* [Task statement]: Starting at the beginning of the material and ending at the line containing "M 218 73 L 222", write out every line again, requests included, but shift each coordinate in the answers up by 4. Leave every other number unchanged.

* [Dataset excerpts]:

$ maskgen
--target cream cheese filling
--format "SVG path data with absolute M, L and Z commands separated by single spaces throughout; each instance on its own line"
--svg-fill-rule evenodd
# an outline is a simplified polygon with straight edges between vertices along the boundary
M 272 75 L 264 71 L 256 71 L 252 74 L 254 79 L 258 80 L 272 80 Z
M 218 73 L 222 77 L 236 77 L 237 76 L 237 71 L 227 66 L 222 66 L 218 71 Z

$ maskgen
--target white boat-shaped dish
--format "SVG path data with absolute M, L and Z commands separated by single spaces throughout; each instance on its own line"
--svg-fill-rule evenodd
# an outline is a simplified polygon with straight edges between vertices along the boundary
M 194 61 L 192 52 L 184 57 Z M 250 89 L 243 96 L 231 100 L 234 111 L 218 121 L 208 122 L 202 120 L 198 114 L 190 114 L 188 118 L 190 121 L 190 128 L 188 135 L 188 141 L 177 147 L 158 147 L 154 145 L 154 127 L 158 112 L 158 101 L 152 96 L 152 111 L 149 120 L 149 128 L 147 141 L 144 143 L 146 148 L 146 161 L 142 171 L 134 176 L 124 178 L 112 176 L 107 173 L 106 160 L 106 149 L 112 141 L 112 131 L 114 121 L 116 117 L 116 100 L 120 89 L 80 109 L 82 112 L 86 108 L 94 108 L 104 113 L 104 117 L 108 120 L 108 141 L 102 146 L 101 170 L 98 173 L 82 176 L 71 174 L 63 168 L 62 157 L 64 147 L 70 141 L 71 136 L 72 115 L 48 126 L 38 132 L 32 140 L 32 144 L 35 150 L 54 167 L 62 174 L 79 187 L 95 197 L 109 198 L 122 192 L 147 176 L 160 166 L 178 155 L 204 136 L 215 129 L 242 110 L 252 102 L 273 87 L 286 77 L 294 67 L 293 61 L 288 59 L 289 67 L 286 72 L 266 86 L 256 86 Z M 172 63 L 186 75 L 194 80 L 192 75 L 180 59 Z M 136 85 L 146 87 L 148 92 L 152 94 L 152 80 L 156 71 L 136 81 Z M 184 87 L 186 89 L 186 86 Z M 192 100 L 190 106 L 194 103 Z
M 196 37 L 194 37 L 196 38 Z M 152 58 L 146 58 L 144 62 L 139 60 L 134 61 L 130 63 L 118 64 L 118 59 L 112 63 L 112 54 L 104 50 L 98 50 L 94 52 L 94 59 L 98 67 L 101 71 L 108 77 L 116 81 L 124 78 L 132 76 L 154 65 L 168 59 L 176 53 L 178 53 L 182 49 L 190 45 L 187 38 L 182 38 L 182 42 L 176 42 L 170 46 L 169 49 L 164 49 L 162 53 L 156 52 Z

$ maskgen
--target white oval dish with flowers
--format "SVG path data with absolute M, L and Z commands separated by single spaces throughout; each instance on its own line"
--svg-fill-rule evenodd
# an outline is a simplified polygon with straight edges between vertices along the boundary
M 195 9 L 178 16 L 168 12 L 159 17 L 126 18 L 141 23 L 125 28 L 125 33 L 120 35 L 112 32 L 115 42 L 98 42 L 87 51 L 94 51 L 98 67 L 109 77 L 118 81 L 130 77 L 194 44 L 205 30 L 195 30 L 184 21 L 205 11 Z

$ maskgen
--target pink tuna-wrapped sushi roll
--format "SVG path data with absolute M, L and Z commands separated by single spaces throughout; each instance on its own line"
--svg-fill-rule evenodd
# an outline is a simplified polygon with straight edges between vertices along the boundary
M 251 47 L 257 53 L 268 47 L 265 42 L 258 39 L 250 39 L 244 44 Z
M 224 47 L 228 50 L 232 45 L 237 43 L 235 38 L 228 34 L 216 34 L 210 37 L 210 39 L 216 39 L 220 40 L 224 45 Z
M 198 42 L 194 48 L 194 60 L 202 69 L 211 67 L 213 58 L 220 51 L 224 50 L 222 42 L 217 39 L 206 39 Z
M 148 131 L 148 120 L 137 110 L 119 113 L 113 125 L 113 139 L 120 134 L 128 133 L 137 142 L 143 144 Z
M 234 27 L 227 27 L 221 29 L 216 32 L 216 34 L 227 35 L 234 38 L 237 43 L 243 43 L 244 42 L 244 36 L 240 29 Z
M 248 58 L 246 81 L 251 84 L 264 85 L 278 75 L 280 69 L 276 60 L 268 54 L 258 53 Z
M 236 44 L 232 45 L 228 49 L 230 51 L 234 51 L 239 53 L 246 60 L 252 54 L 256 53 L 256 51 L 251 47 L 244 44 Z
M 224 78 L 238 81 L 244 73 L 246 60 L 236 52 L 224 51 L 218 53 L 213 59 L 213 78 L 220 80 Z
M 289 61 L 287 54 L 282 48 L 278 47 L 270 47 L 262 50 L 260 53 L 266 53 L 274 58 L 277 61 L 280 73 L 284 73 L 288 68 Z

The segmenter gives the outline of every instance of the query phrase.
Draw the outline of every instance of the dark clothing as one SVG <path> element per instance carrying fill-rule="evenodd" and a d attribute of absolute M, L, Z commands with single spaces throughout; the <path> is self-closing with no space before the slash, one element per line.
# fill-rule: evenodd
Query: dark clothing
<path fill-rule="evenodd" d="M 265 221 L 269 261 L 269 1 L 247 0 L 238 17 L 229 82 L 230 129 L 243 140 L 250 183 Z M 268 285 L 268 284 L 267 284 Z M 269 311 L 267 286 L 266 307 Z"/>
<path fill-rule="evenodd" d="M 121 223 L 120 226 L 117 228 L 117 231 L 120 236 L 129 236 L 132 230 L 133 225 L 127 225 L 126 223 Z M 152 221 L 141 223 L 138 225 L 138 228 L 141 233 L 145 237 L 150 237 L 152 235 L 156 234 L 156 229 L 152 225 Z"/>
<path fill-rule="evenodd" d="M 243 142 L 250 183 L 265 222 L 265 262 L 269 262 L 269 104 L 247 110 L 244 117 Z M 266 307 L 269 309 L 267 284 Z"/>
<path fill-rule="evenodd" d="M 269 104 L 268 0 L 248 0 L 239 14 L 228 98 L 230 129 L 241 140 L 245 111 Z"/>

* [Exercise result]:
$ maskgen
--target cream cheese filling
--format "SVG path data with absolute M, L and Z commands separated by single spaces throughout; each instance on its own line"
--svg-fill-rule evenodd
# an outline is a simplified polygon with straight edges between vertices along the boundary
M 276 79 L 268 75 L 260 75 L 256 78 L 258 83 L 262 84 L 276 84 Z
M 222 77 L 226 81 L 240 81 L 241 80 L 241 75 L 231 70 L 226 70 L 222 75 Z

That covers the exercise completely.